_挑战题 A_:
请照原样抄录下方数据行中的若干行：从含有“Query: sea turtle print on curtain”的那一行开始，到含有“Query: cabinet drawer”的那一行结束，首尾两行都要包括在内。

_文档片段_:
⟨

# 活动标架的结构方程

$\begin{cases} \rd \omega^i=-\omega^i_j\wedge\omega^j+\frac{1}{2}T_{kl}^i\omega^k\wedge\omega^l\\ \rd \omega^i_j=-\omega^i_k\wedge\omega^k_j+\Omega_j^i, \end{cases}$

$\Omega_j^i$称为曲率形式. 回忆, $(1,3)$型曲率张量定义为
$R(X,Y)Z=\nabla_X\nabla_YZ-\nabla_Y\nabla_XZ-\nabla_{[X,Y]}Z,$

$R(X,Y,Z,W)=g(R(X,Y)Z,W),$

\begin{align*}
\rd\omega^i(e_k,e_l)&=e_k\omega^i(e_l)-e_l\omega^i(e_k)-\omega^i([e_k,e_l])\\
&=\nabla_{e_k}(\omega^i(e_l))-\nabla_{e_l}(\omega^i(e_k))-\omega^i([e_k,e_l])\\
&=(\nabla_{e_k}\omega^i)(e_l)+\omega^i(\nabla_{e_k}e_l)-(\nabla_{e_l}\omega^i)(e_k)\\
&=-\omega^i_j(e_k)\omega^j(e_l)+\omega^i_j(e_l)\omega^j(e_k)+\omega^i(\nabla_{e_k}e_l)\\
&=-\omega^i_j\wedge\omega^j(e_k,e_l)+\omega^i(T(e_k,e_l))\\
&=\left(-\omega^i_j\wedge\omega^j+\frac{1}{2}T_{pq}^i\omega^p\wedge\omega^q\right)(e_k,e_l).

⟩

_挑战题 B_:
根据上面关于活动标架结构方程的这段文字，回答下列问题：
(i) 文中把 $\Omega_j^i$ 称为什么？
(ii) 文中给出的 $(1,3)$ 型曲率张量 $R(X,Y)Z$ 的定义式是什么？
(iii) 在推导的第一步中，$\rd\omega^i(e_k,e_l)$ 等于什么？

_存储数据_:
⟨

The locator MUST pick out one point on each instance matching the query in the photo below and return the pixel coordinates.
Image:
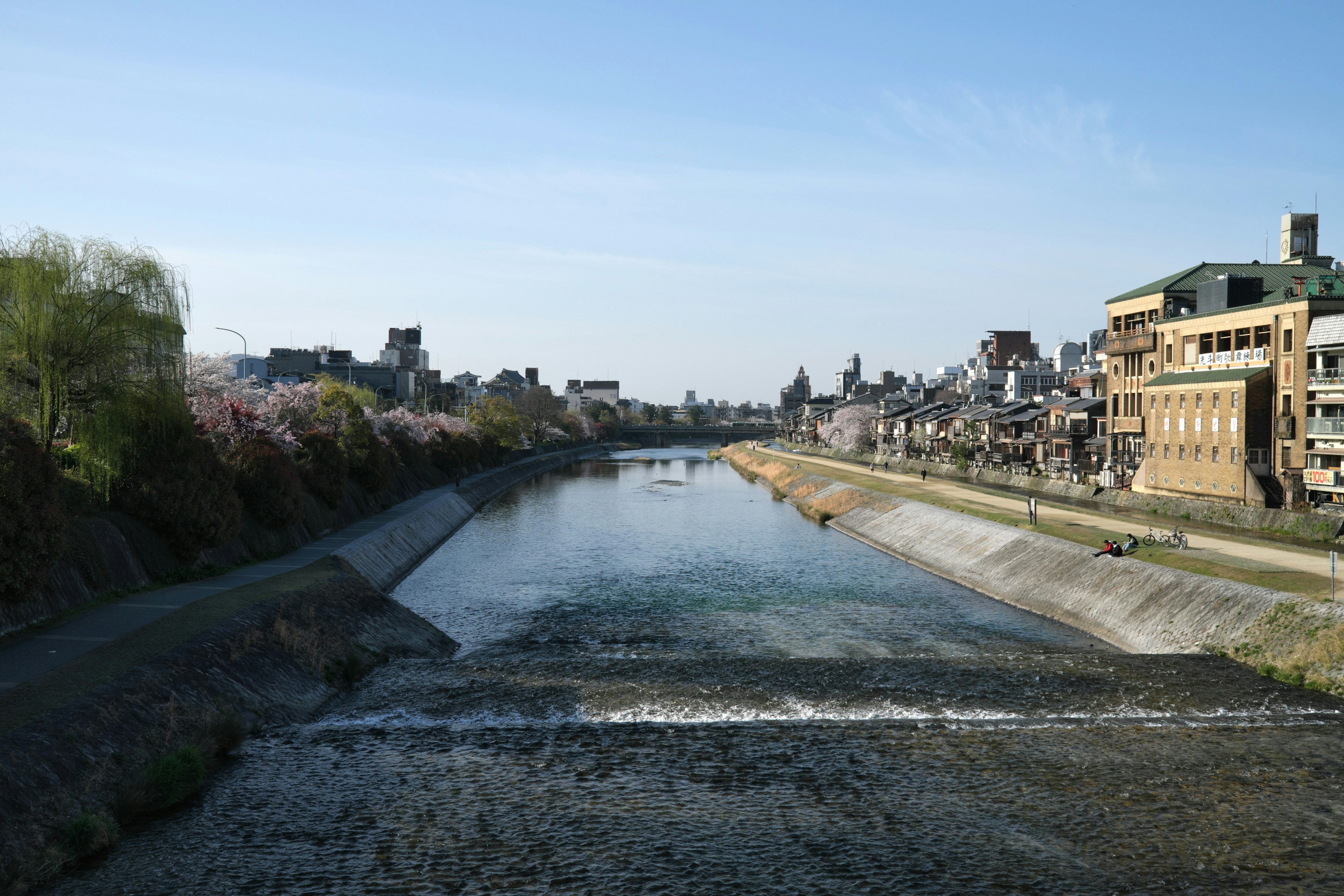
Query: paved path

⟩
⟨

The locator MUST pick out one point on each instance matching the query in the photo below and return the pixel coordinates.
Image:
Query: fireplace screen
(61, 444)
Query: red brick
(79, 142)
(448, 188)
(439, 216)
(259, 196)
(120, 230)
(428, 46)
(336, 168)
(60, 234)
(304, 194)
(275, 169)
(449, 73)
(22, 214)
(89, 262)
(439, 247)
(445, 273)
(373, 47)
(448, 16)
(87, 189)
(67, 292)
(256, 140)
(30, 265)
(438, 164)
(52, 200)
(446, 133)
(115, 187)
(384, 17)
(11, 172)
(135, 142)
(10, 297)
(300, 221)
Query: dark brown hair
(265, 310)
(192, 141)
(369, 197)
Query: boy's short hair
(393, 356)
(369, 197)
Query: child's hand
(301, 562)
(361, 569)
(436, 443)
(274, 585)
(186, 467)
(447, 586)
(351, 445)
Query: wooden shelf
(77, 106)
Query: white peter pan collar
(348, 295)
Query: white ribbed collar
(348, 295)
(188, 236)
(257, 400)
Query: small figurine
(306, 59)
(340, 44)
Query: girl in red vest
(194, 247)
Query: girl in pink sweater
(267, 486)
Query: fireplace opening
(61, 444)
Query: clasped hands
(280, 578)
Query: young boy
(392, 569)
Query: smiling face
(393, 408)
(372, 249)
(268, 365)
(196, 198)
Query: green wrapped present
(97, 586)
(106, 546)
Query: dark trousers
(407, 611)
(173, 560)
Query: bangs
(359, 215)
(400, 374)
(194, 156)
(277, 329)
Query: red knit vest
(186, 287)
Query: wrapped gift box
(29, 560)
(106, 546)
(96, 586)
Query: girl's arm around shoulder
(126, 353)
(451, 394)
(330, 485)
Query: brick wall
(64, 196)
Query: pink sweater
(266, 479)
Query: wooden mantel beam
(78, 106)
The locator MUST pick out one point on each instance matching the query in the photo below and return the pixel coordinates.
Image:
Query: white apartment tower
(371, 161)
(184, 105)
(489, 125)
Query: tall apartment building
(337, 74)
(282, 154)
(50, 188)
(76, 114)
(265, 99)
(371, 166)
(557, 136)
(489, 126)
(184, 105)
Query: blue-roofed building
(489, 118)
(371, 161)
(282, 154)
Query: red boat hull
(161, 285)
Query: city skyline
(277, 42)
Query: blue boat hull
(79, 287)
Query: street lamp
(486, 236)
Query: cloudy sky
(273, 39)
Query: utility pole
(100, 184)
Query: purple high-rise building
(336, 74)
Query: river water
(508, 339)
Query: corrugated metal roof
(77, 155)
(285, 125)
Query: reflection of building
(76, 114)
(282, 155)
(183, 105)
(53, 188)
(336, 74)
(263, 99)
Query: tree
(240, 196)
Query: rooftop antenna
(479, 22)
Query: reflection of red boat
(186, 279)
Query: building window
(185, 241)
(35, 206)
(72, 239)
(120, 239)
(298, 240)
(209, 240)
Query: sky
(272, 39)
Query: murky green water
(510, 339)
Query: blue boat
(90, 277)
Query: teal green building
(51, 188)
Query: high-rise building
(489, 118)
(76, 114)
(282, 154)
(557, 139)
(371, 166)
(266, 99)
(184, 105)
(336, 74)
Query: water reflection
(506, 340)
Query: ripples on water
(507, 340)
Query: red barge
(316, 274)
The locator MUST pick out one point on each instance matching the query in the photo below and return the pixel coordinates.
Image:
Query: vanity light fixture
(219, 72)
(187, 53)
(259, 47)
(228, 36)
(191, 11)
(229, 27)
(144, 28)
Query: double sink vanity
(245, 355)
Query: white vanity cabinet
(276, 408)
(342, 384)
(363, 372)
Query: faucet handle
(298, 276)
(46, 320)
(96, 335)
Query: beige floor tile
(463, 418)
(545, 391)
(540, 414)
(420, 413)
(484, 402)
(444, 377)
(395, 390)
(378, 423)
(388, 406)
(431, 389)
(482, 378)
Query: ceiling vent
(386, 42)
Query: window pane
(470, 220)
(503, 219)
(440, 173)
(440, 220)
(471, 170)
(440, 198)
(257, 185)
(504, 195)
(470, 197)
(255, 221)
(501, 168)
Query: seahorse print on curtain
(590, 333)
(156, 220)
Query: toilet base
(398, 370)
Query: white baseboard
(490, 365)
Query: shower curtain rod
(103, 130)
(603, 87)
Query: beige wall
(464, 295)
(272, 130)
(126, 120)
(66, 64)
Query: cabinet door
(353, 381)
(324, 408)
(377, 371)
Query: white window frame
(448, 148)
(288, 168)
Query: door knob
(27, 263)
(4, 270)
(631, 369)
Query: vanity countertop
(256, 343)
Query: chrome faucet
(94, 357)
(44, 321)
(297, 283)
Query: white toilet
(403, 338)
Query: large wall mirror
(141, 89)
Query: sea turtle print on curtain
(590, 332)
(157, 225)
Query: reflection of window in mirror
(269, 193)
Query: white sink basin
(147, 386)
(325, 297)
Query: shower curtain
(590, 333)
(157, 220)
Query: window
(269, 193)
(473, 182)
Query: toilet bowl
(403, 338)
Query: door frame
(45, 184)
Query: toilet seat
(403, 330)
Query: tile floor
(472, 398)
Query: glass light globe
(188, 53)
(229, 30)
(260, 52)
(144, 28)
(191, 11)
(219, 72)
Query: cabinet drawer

⟩

_书面作答 A_:
Query: sea turtle print on curtain
(590, 332)
(157, 225)
Query: reflection of window in mirror
(269, 193)
Query: white sink basin
(147, 386)
(325, 297)
Query: shower curtain
(590, 333)
(157, 220)
Query: window
(269, 193)
(473, 182)
Query: toilet bowl
(403, 338)
Query: door frame
(45, 184)
Query: toilet seat
(403, 330)
Query: tile floor
(472, 398)
Query: glass light globe
(188, 53)
(229, 30)
(260, 52)
(144, 28)
(191, 11)
(219, 72)
Query: cabinet drawer

_书面作答 B_:
(i) 曲率形式。
(ii) $R(X,Y)Z=\nabla_X\nabla_YZ-\nabla_Y\nabla_XZ-\nabla_{[X,Y]}Z$。
(iii) $e_k\omega^i(e_l)-e_l\omega^i(e_k)-\omega^i([e_k,e_l])$。